К тому же музыканты «Кино» практически никого не подпускали к себе близко. В отличие от многих других своих коллег, они, к примеру, не любили выпивать на квартирных посиделках, на которые в те времена принято было звать звезд андеграунда после концерта. Множество историй, связанных с такими пьянками (а сидели на кухнях отнюдь не за чаем), может рассказать любой человек из рок-тусовки 70-80-х годов – но только не про Цоя и его команду. Они в этом смысле стояли некоторым особняком. Предложения «побухать в хорошей компании» вежливо, но непреклонно отвергались. «Киношники» уезжали в номер гостиницы или на квартиру вчетвером (или впятером, если Марьяна была с ними на гастролях в качестве директора), и что там делали и о чем беседовали, — кроме них самих едва ли кому-то достоверно известно. «Кино», вероятно, хватало общения внутри себя, они находили в этом все, что им было нужно.

-- Что сделать --
Ответьте на вопросы по отрывку о группе «Кино», приведенному выше:
(a) Что, в отличие от многих своих коллег, не любили делать музыканты «Кино»?
(b) Куда уезжали «киношники» вместо посиделок?
(c) В каком качестве Марьяна бывала с группой на гастролях?

Записи для указания и подписи
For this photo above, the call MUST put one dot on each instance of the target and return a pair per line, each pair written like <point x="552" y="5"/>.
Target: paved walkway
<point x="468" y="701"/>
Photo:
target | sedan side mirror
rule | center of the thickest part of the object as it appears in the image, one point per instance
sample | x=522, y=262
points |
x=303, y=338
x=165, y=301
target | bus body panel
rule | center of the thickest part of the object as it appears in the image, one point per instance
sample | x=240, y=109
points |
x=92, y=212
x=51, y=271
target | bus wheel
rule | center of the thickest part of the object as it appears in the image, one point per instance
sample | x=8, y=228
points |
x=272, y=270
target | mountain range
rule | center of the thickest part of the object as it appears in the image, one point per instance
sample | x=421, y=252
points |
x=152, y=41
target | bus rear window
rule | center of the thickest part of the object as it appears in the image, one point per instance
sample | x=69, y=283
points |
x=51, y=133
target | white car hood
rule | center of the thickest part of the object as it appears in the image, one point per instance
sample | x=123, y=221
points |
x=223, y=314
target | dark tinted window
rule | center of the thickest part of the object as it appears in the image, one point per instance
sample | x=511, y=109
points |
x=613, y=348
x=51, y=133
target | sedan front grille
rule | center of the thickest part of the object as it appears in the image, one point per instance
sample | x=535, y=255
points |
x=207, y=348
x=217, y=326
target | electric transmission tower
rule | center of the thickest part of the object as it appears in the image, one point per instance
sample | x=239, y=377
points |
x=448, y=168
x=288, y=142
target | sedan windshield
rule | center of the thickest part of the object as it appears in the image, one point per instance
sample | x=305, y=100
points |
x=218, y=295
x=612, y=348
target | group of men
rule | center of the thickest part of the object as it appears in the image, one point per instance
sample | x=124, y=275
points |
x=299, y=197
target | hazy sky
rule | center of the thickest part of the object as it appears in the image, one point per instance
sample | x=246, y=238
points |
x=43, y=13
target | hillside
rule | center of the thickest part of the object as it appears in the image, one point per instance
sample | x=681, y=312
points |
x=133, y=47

-- Ответ на задание --
(a) Они не любили выпивать на квартирных посиделках, куда в те времена было принято звать звезд андеграунда после концерта.
(b) Они уезжали в номер гостиницы или на квартиру.
(c) Марьяна бывала с ними на гастролях в качестве директора.